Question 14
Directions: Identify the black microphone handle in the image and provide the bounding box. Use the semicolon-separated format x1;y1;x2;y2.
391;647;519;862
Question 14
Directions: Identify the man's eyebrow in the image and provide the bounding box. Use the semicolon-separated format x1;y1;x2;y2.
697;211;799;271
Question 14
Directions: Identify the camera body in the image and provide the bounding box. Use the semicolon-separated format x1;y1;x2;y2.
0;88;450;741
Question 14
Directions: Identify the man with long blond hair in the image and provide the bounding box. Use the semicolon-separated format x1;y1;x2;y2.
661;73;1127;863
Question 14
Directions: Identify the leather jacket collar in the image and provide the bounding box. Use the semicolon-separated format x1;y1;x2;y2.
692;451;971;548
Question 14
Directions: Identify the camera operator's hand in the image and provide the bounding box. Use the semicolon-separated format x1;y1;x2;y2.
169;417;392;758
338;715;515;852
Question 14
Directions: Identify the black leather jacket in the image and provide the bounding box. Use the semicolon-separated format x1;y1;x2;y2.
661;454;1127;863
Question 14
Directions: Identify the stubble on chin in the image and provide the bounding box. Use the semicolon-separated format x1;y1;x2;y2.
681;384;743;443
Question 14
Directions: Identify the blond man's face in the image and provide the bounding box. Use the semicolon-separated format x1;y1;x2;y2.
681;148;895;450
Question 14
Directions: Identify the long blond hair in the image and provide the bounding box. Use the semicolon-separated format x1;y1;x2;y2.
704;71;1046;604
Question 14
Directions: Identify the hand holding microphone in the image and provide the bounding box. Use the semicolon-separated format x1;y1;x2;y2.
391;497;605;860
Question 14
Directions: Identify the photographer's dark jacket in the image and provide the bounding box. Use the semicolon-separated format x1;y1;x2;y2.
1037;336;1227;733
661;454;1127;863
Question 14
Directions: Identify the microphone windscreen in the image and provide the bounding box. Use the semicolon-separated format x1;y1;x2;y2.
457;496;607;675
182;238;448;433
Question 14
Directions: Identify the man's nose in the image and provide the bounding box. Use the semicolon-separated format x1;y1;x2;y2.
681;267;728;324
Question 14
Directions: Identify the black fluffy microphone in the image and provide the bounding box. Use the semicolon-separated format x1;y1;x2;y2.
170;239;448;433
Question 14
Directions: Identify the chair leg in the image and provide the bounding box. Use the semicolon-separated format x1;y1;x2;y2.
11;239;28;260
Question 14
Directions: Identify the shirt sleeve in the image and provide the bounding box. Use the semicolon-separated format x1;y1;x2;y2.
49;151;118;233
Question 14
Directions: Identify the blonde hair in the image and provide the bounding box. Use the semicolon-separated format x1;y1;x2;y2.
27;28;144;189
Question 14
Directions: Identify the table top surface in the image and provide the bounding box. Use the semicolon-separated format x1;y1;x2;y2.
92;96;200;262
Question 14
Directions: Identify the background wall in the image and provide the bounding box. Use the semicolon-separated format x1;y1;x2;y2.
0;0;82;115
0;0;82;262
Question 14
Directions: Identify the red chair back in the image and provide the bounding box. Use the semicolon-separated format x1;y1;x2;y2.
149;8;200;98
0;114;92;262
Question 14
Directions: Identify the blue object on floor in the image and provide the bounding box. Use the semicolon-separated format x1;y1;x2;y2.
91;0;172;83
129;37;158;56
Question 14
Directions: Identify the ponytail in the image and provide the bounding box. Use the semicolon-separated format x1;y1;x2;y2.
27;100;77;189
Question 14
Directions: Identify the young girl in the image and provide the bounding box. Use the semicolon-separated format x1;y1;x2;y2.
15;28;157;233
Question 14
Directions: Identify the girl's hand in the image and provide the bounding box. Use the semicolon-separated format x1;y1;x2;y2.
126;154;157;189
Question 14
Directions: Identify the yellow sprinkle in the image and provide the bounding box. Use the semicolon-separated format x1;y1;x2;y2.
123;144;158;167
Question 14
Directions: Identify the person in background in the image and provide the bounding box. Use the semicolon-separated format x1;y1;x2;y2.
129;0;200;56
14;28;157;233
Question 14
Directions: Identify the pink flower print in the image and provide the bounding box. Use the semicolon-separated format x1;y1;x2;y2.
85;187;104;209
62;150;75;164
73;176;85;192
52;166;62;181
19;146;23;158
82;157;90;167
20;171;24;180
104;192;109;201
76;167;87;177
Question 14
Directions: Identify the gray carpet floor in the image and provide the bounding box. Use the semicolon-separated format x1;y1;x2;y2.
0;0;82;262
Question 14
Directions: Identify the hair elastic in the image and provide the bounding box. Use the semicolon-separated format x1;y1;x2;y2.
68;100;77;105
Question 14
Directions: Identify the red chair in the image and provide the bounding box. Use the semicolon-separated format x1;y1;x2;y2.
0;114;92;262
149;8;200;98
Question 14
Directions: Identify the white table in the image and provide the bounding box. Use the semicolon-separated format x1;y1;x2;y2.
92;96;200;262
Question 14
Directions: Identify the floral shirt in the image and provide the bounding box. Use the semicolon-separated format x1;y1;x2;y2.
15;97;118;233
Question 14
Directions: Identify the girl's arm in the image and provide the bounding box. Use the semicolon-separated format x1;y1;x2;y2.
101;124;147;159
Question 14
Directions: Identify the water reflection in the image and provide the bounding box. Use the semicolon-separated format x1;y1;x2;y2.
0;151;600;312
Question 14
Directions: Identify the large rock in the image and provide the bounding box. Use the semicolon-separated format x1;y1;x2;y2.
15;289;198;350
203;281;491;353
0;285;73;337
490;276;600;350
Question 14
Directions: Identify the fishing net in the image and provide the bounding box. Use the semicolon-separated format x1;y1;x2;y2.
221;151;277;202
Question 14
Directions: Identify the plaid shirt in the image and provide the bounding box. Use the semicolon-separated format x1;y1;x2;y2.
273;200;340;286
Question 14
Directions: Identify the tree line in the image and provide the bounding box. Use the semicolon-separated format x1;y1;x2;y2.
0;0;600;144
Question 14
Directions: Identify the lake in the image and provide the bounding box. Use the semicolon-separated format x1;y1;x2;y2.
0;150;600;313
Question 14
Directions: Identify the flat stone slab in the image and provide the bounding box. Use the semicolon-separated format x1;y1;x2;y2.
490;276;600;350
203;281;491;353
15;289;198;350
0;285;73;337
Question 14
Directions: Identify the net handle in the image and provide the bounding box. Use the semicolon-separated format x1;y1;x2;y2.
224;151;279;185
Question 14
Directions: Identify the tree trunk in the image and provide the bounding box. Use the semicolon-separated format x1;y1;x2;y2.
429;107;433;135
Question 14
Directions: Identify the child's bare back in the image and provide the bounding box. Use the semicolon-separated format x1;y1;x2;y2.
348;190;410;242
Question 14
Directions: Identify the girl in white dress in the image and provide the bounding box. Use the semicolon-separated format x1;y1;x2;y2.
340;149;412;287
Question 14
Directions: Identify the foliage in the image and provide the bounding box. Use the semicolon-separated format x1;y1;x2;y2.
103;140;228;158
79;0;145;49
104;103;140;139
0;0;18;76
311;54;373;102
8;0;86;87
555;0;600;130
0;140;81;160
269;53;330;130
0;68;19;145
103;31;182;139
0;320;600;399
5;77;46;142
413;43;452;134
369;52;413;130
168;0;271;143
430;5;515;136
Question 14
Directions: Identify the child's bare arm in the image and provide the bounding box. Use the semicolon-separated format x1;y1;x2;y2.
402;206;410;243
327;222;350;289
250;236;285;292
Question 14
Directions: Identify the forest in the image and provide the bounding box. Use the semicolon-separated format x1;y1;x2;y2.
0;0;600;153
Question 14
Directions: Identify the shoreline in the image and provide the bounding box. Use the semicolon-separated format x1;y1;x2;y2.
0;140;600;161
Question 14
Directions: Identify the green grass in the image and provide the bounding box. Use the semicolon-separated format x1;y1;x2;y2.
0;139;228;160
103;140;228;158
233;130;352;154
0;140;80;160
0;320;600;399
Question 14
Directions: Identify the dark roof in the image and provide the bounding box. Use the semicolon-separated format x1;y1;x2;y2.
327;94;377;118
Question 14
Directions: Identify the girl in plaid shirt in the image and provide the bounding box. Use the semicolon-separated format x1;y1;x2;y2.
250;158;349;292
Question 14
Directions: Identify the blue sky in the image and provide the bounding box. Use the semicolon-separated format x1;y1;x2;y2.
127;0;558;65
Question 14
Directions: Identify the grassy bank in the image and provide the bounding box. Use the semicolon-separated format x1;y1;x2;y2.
•••
Set problem :: Rewrite the entries from the start through the line containing "697;211;799;271", changing "Identify" to "Locate" throughout that span and leaving everything else unchanged.

Task output ::
Question 14
Directions: Locate the black microphone handle in the image and provide the bounding box. Use the semicolon-separated format x1;y1;x2;y2.
391;647;519;862
Question 14
Directions: Locate the man's eyebrow in the image and provide the bounding box. Use the semicolon-separated format x1;y1;x2;y2.
697;211;799;271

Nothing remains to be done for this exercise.